### WHAT THIS TASK INVOLVES
From the reflection on the trek that follows, list every type of possession the writer names when describing the wish to live a more minimal lifestyle.

I enjoy "bike" commuting to work, and am so very happy to be back at the yoga studio, again, where I feel  "like everyone else". I look forward to picking an Ironman race to participate in next year, and settling into a new home that David and I intend to build, within the next year. So many fun and exciting things are happening. My daughter, Lauren, has a year more of Grad school, and I love watching her adult life, evolve.
The road calls me.......I will need to pick the "right" time, to go back out there. For the moment, I will need to lay low, and live life, as others do.
The wonderful company of Bob Stroller's, has generously offered to replace my Bob Running stroller. They know I gave mine away to a (much-deserving) family. I can now say that two wonderfully companies, have supplied me with the critical items I needed to succeed. FreeRide Bike Company in Mesa, Arizona, was my first "sponsor". I will never forget what they did for me - and when I needed it the most. The new wheels, liners and tubes held true the WHOLE rest of my journey. The "labor of love" and time, that they put into my running stroller, made ALL the difference for me. I simply cannot thank them enough.
After marinating on my trek for the last month, mostly unintentional, I have come to the conclusion of my:

Top 3 Most Memorable and Reoccurring Thoughts:

#3 Thought
I constantly find myself "thinking" how detached I am to the material things around me. I need "so little" to survive. The material things around me, esp at home, are now categorized as "keep" and
"no-need-to-keep", in my mind. I desire the things I have, in my home, to have more purpose. If they no longer "serve" me in life, I'd like to donate them, so that someone else may find value in them, or recycle them. Whether it be clothes, household items, or furniture, I find myself wanting to live a more minimal lifestyle. Other family members may not hold these same thoughts, as I do. So for now, I try to find 'balance', and not seem, all of a sudden, crazy.

#2 Thought
 I often look back, and think about how I could go miles and miles, each day. I remember thinking, every morning, that "I can do this". My mind was made up. Everyday. And my body, followed. My thought process is now, forever changed. We can do anything we set our mind to. Oh yeah, it's easy to say that. But, I now know that it's absolutely TRUE. I can see right "through" people (and our excuses, reasons and justifications), when they doubt themselves. I now see - and hear it - all the time. And, all I can think of (screaming inside my own brain) is......"You can do it!'. But their mind is doubting it, so their body will follow the doubt. No matter what I say, about them being able to do something in particular.....they have to believe it, in their own mind. Mental strength is vital. Why do we not have a class on that, for children? To help teach them mental strength? Which provides for a strong physical being, in return?
I confess to excuses, reasons and justifications, myself......I just realize that I'm doing it, now. And when I am doing it.

### DATA SECTION
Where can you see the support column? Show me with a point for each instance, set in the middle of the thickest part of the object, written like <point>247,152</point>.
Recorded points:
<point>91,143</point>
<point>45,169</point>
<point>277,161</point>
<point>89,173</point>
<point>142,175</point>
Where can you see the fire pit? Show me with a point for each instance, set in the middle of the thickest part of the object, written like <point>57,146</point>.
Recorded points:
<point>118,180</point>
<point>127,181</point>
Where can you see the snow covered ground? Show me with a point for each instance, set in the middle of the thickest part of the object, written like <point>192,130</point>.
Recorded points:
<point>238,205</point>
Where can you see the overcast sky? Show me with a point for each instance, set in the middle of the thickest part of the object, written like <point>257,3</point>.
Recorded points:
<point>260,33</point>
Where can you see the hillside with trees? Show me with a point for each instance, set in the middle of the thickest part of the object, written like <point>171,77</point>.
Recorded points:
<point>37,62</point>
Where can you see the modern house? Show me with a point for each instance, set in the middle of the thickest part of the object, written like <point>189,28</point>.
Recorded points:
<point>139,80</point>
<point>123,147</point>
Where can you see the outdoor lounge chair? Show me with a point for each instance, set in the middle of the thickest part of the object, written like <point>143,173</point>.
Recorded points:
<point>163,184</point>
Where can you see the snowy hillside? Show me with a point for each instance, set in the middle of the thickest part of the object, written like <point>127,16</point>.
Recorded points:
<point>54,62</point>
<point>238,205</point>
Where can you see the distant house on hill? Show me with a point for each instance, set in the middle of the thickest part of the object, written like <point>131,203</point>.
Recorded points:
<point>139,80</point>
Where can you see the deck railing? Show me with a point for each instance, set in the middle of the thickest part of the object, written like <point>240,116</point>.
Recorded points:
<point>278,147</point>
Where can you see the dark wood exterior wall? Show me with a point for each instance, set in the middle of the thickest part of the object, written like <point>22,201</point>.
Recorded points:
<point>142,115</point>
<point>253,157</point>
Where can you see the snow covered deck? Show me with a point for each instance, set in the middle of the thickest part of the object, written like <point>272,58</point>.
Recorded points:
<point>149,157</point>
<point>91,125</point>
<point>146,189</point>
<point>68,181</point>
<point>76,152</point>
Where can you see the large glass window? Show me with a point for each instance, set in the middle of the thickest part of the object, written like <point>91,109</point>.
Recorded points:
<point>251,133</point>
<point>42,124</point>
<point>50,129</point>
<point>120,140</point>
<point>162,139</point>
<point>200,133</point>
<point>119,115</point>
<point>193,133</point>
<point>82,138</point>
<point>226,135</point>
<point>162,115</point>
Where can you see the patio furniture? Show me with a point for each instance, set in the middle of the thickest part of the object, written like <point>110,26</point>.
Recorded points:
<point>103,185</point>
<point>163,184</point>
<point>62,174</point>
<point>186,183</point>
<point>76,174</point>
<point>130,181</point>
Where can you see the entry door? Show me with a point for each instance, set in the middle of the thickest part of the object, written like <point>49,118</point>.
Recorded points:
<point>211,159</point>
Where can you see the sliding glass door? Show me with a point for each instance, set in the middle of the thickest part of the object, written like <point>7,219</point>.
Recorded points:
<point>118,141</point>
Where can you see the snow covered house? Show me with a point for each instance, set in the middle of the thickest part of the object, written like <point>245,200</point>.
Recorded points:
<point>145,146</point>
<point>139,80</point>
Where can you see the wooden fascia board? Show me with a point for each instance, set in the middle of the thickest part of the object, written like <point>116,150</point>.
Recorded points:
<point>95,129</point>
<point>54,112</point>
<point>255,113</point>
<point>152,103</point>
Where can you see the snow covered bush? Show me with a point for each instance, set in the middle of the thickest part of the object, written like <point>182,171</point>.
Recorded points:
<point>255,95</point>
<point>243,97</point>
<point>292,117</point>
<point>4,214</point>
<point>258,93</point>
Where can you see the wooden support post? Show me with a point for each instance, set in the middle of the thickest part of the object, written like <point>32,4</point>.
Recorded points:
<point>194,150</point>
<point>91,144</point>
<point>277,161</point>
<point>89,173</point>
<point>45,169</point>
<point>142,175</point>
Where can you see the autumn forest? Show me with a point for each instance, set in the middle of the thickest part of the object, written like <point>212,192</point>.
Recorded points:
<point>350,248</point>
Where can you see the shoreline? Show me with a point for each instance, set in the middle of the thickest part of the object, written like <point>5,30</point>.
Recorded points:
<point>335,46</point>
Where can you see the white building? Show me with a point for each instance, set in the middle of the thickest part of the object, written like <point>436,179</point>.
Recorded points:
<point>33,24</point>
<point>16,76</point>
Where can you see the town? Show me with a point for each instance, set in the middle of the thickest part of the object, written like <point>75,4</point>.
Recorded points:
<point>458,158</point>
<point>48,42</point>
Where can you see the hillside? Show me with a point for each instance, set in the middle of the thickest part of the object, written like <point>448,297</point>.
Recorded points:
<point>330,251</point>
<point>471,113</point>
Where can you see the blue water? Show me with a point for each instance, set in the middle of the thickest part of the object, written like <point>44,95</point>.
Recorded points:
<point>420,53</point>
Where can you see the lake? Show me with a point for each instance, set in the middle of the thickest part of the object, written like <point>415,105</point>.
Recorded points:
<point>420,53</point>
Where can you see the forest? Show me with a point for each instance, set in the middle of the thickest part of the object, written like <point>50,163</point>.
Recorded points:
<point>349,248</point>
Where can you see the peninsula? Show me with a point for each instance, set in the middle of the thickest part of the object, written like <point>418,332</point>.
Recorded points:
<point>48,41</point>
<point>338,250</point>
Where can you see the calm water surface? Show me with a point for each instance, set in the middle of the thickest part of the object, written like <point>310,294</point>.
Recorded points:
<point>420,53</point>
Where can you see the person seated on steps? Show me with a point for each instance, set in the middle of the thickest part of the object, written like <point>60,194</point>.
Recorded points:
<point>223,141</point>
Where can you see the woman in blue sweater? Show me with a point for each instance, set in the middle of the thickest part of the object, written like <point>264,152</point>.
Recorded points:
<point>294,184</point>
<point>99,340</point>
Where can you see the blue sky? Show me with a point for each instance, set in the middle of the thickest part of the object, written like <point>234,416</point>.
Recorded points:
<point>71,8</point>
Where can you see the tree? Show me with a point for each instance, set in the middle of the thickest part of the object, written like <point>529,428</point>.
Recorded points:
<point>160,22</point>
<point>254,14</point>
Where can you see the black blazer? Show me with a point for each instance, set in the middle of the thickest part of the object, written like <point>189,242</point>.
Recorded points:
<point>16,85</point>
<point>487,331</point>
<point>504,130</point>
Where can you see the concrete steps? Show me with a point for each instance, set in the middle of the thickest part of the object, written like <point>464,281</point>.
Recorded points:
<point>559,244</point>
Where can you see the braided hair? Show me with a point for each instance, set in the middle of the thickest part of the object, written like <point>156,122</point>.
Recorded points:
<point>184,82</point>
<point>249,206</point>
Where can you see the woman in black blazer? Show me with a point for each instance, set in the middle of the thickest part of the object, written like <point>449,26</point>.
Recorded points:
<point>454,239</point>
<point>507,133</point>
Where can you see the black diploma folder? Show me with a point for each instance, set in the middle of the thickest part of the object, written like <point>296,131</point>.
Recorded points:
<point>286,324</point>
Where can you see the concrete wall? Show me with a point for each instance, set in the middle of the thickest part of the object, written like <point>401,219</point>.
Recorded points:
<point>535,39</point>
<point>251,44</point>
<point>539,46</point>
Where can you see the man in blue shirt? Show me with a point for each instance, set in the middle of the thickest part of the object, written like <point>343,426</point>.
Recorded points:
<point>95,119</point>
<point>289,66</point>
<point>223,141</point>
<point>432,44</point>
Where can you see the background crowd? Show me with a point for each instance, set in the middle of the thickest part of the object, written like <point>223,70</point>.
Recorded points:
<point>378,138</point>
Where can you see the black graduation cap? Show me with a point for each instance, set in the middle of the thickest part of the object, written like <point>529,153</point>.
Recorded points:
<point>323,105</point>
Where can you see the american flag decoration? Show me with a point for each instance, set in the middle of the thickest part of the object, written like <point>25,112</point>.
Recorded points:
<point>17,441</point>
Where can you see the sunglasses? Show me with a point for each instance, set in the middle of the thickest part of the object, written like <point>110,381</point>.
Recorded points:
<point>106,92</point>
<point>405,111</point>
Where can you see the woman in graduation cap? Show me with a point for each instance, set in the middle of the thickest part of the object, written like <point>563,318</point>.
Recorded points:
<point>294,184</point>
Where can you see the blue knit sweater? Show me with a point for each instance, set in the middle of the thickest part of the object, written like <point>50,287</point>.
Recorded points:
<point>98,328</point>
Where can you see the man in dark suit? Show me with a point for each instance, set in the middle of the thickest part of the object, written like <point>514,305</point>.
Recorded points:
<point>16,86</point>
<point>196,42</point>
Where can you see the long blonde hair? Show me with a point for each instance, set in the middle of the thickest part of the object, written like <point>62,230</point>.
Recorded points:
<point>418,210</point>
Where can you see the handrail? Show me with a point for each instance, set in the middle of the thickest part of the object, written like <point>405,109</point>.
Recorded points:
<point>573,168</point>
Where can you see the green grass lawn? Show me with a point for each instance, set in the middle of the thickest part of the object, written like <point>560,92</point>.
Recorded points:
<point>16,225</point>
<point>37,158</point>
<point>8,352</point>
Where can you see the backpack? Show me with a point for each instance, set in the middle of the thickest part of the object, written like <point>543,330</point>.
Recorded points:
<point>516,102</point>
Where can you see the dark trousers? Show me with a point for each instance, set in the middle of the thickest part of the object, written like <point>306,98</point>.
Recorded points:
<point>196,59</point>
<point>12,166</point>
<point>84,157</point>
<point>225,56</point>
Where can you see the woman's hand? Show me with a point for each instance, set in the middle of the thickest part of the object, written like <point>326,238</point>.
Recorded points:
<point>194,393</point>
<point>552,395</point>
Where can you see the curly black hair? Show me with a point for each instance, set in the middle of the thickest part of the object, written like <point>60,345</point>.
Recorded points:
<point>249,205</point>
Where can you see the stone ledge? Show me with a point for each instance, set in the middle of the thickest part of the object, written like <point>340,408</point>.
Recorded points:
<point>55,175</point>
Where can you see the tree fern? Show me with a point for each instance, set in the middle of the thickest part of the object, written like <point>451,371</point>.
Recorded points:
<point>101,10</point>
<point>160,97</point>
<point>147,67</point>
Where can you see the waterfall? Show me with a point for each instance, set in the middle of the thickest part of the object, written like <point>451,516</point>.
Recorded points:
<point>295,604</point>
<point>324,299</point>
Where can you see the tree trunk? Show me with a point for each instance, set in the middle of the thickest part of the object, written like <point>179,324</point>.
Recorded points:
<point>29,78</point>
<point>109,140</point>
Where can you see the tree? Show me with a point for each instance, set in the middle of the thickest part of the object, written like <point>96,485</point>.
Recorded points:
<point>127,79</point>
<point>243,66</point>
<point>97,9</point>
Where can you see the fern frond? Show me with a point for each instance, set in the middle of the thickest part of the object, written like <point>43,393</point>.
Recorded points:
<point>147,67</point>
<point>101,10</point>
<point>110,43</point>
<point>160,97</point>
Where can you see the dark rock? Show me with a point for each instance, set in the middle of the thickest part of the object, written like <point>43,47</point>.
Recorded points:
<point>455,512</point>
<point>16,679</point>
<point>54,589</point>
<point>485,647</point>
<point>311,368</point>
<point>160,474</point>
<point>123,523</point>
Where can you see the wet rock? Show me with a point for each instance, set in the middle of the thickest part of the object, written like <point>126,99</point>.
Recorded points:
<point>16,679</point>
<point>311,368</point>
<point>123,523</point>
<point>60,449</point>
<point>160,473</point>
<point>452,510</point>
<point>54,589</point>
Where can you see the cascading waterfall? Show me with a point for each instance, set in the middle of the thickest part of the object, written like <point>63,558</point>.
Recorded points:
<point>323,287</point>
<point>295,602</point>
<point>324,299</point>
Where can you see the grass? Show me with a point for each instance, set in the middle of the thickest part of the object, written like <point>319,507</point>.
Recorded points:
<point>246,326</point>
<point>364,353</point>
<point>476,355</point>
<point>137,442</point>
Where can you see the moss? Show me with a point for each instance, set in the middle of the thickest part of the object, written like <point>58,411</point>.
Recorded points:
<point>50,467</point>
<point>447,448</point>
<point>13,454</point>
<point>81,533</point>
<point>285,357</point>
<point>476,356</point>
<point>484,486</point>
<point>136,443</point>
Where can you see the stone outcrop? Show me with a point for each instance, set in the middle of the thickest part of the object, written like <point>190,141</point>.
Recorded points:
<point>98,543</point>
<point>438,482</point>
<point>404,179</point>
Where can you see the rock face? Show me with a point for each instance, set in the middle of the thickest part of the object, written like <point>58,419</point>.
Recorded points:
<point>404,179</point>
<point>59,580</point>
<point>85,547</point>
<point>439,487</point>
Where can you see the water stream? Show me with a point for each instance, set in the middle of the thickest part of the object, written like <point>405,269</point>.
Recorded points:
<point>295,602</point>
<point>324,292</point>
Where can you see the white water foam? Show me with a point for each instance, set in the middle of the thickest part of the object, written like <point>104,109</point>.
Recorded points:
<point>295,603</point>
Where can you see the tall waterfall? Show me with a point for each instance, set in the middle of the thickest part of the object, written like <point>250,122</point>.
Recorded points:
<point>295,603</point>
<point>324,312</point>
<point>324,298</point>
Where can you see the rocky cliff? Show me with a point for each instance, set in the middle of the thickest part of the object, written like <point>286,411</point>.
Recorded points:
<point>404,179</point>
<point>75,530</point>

### RESPONSE
- Clothes
- Household items
- Furniture